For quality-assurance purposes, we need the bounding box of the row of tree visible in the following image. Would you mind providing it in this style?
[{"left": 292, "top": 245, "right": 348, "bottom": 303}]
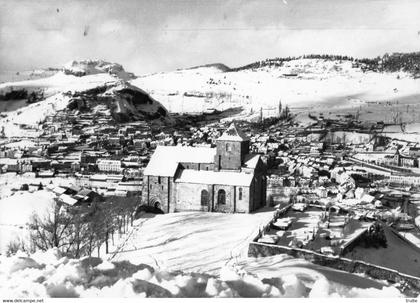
[
  {"left": 8, "top": 196, "right": 139, "bottom": 258},
  {"left": 230, "top": 52, "right": 420, "bottom": 76}
]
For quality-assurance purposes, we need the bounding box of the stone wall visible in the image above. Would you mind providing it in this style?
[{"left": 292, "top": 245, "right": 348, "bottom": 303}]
[
  {"left": 175, "top": 183, "right": 213, "bottom": 211},
  {"left": 214, "top": 141, "right": 242, "bottom": 171},
  {"left": 248, "top": 242, "right": 420, "bottom": 296},
  {"left": 142, "top": 176, "right": 174, "bottom": 213}
]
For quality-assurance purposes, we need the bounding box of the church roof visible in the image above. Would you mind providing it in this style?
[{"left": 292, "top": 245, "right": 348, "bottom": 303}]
[
  {"left": 144, "top": 146, "right": 216, "bottom": 177},
  {"left": 217, "top": 123, "right": 249, "bottom": 141},
  {"left": 175, "top": 169, "right": 254, "bottom": 186}
]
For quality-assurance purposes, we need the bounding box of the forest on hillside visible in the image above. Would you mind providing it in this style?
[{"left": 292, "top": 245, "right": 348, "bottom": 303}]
[{"left": 230, "top": 52, "right": 420, "bottom": 77}]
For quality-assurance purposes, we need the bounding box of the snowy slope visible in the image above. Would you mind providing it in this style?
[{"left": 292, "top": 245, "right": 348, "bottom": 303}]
[
  {"left": 0, "top": 61, "right": 167, "bottom": 137},
  {"left": 0, "top": 190, "right": 55, "bottom": 254},
  {"left": 131, "top": 59, "right": 420, "bottom": 120},
  {"left": 0, "top": 250, "right": 401, "bottom": 298}
]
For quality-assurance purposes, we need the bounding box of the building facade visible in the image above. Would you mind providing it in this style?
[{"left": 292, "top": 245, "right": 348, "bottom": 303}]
[{"left": 142, "top": 124, "right": 266, "bottom": 213}]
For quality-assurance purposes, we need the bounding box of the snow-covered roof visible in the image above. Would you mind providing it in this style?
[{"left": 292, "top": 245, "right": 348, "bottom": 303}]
[
  {"left": 217, "top": 123, "right": 249, "bottom": 141},
  {"left": 60, "top": 194, "right": 77, "bottom": 206},
  {"left": 175, "top": 169, "right": 254, "bottom": 186},
  {"left": 144, "top": 146, "right": 216, "bottom": 177},
  {"left": 244, "top": 154, "right": 261, "bottom": 168}
]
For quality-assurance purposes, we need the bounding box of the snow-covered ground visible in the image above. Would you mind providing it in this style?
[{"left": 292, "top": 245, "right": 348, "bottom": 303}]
[
  {"left": 0, "top": 250, "right": 402, "bottom": 298},
  {"left": 131, "top": 59, "right": 420, "bottom": 121},
  {"left": 0, "top": 190, "right": 55, "bottom": 254},
  {"left": 0, "top": 60, "right": 165, "bottom": 137},
  {"left": 111, "top": 209, "right": 273, "bottom": 274},
  {"left": 0, "top": 173, "right": 78, "bottom": 254}
]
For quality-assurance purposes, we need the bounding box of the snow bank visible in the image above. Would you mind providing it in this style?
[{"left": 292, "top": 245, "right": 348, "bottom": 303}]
[
  {"left": 0, "top": 250, "right": 401, "bottom": 298},
  {"left": 63, "top": 60, "right": 134, "bottom": 80},
  {"left": 0, "top": 190, "right": 55, "bottom": 254}
]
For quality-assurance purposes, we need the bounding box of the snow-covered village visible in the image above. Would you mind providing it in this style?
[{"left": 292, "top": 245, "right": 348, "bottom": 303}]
[{"left": 0, "top": 0, "right": 420, "bottom": 302}]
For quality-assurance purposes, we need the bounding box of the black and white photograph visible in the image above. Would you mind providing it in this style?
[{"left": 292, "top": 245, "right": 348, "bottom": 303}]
[{"left": 0, "top": 0, "right": 420, "bottom": 303}]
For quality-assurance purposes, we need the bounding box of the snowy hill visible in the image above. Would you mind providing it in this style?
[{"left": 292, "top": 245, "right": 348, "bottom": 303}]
[
  {"left": 0, "top": 61, "right": 167, "bottom": 136},
  {"left": 131, "top": 58, "right": 420, "bottom": 121},
  {"left": 0, "top": 250, "right": 402, "bottom": 298},
  {"left": 63, "top": 60, "right": 134, "bottom": 80}
]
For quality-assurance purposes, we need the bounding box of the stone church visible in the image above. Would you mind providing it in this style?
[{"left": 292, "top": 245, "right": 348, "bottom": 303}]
[{"left": 142, "top": 124, "right": 266, "bottom": 213}]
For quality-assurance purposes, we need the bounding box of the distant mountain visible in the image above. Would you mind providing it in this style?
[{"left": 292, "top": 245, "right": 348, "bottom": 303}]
[
  {"left": 130, "top": 53, "right": 420, "bottom": 119},
  {"left": 230, "top": 52, "right": 420, "bottom": 76},
  {"left": 0, "top": 60, "right": 169, "bottom": 136},
  {"left": 187, "top": 63, "right": 231, "bottom": 72},
  {"left": 63, "top": 60, "right": 135, "bottom": 80}
]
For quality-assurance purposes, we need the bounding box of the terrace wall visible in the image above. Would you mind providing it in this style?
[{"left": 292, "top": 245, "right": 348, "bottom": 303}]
[{"left": 248, "top": 241, "right": 420, "bottom": 295}]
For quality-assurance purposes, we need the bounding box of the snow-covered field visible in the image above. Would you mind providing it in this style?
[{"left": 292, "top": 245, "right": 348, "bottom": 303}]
[
  {"left": 131, "top": 59, "right": 420, "bottom": 120},
  {"left": 112, "top": 209, "right": 273, "bottom": 274},
  {"left": 0, "top": 173, "right": 78, "bottom": 254},
  {"left": 0, "top": 250, "right": 402, "bottom": 298},
  {"left": 0, "top": 190, "right": 55, "bottom": 254}
]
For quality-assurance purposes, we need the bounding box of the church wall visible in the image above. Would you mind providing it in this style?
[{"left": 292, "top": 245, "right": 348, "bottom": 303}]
[
  {"left": 235, "top": 186, "right": 250, "bottom": 213},
  {"left": 180, "top": 162, "right": 214, "bottom": 170},
  {"left": 214, "top": 141, "right": 242, "bottom": 170},
  {"left": 142, "top": 176, "right": 173, "bottom": 213},
  {"left": 175, "top": 183, "right": 213, "bottom": 211}
]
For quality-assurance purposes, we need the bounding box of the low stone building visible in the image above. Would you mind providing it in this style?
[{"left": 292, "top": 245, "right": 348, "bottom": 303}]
[{"left": 142, "top": 124, "right": 266, "bottom": 213}]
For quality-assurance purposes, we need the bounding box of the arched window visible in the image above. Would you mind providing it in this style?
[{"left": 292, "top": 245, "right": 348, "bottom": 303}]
[
  {"left": 217, "top": 189, "right": 226, "bottom": 204},
  {"left": 201, "top": 189, "right": 209, "bottom": 206}
]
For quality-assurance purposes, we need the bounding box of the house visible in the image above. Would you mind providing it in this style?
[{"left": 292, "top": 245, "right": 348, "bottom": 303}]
[{"left": 142, "top": 124, "right": 266, "bottom": 213}]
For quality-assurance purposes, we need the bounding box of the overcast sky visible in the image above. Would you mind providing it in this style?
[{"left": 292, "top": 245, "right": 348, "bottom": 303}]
[{"left": 0, "top": 0, "right": 420, "bottom": 74}]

########################################

*Required work:* Please quote the lines starting at the one that contains "of the house" and ending at the last line, including both.

*Written solution:*
For quality-assurance purposes, we need the bounding box of the house visible in the image above. Would you mind providing it in this style?
[{"left": 292, "top": 245, "right": 348, "bottom": 303}]
[{"left": 142, "top": 124, "right": 266, "bottom": 213}]
For quality-assurance purposes, we need the bounding box of the overcast sky visible in the image above. Would you mind providing it in this style?
[{"left": 292, "top": 245, "right": 348, "bottom": 303}]
[{"left": 0, "top": 0, "right": 420, "bottom": 74}]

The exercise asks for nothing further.